Starting with the line that contains "query | car part on asphalt" and running through the end of the items, both ends included, write out only those lines again with their requests. Scale every answer coordinate by 1.2 and round to whole numbers, rounding halves up.

>> Start

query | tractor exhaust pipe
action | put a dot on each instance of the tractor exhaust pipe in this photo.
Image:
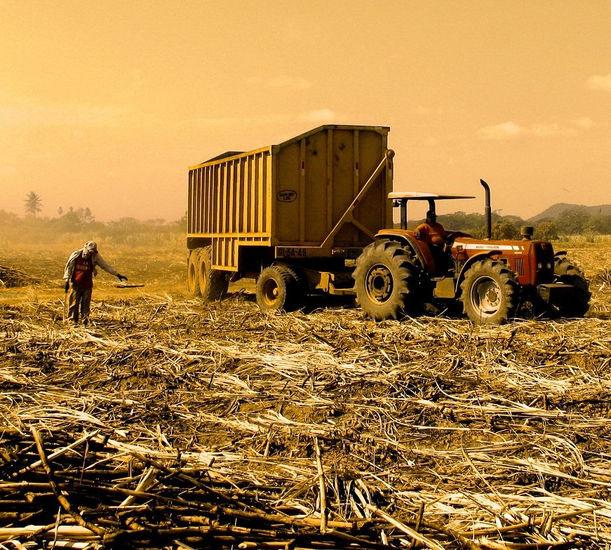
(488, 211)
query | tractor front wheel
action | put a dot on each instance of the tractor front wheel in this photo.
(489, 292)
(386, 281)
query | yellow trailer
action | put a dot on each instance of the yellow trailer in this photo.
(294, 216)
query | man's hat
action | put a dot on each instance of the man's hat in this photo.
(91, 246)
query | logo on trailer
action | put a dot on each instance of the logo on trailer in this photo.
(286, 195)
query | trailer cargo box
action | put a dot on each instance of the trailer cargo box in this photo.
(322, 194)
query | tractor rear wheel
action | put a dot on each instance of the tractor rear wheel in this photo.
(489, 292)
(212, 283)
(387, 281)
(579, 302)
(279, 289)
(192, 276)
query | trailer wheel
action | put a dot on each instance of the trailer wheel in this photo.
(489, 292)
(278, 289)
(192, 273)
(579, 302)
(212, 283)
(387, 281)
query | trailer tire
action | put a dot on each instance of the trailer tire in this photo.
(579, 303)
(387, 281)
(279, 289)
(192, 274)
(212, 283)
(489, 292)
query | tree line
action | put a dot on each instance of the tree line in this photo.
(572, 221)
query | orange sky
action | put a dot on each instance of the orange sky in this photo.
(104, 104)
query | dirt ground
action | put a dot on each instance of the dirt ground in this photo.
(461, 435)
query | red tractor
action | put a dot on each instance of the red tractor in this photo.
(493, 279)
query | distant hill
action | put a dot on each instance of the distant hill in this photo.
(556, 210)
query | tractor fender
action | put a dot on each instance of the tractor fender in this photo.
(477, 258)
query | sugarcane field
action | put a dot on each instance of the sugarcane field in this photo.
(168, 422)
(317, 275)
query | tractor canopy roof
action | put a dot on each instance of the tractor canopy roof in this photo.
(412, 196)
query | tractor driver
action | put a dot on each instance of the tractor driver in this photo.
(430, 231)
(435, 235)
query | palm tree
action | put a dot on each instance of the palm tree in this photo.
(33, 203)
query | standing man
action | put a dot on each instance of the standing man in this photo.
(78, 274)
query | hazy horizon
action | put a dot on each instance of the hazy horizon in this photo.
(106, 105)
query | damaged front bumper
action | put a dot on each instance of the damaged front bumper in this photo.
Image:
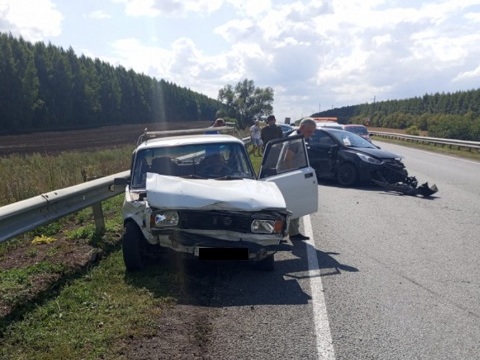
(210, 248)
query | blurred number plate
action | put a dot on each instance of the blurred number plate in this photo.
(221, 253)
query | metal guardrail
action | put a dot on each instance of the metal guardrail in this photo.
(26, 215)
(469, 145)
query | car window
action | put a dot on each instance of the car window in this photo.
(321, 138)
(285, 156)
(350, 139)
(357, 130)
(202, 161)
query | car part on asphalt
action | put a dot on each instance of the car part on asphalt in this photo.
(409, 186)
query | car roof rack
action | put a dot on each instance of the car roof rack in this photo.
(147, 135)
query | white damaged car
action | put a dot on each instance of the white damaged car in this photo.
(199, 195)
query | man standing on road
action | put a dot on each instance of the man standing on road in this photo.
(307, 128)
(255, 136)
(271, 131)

>> End

**REPLY TO THE EXERCISE**
query | car part on asphalt
action | put a dot on each instance of the car part on asphalt in this photo.
(491, 223)
query | car roof rack
action | put a dot on each instance of the car roof rack in this photo.
(176, 162)
query | white damaged car
action | put a dot on each instance of the white damaged car in this photo.
(239, 234)
query | man standing on road
action | put a dot on each instance of the man standing on road in this photo.
(368, 154)
(306, 163)
(325, 157)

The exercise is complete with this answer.